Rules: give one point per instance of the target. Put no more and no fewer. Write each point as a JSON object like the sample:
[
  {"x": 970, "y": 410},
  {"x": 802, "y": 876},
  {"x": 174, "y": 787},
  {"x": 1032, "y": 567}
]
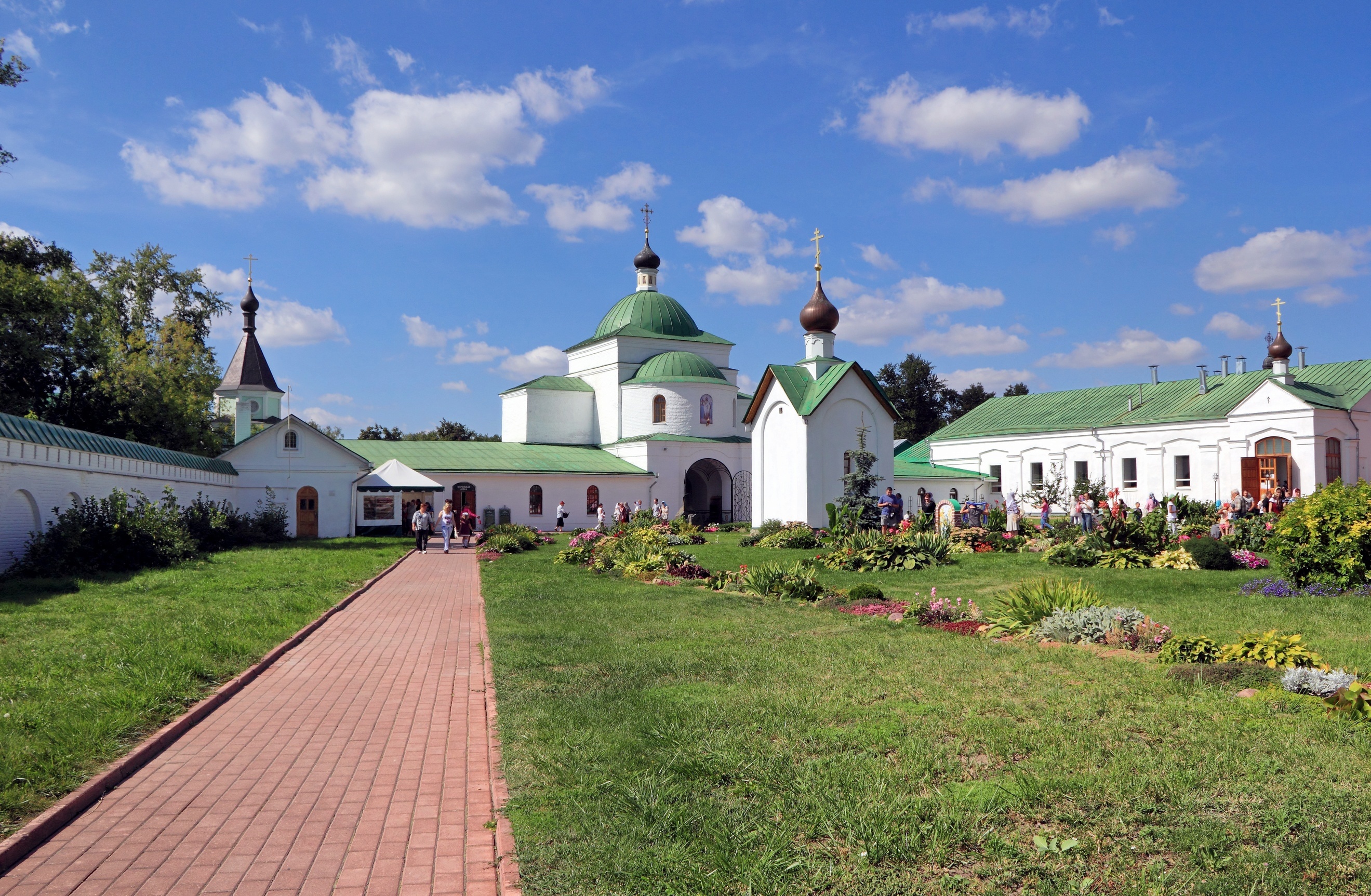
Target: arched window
[{"x": 1333, "y": 459}]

WRITTEN TASK: Can you transcribe all of the data above word for word, leaving the pictures out?

PROBLEM SOLUTION:
Rules: give one point per instance of the target. Put no more and no fewer. Write each point as a JSON object like the sample:
[
  {"x": 970, "y": 410},
  {"x": 802, "y": 876},
  {"x": 174, "y": 787},
  {"x": 1032, "y": 567}
]
Target: arched window
[{"x": 1333, "y": 459}]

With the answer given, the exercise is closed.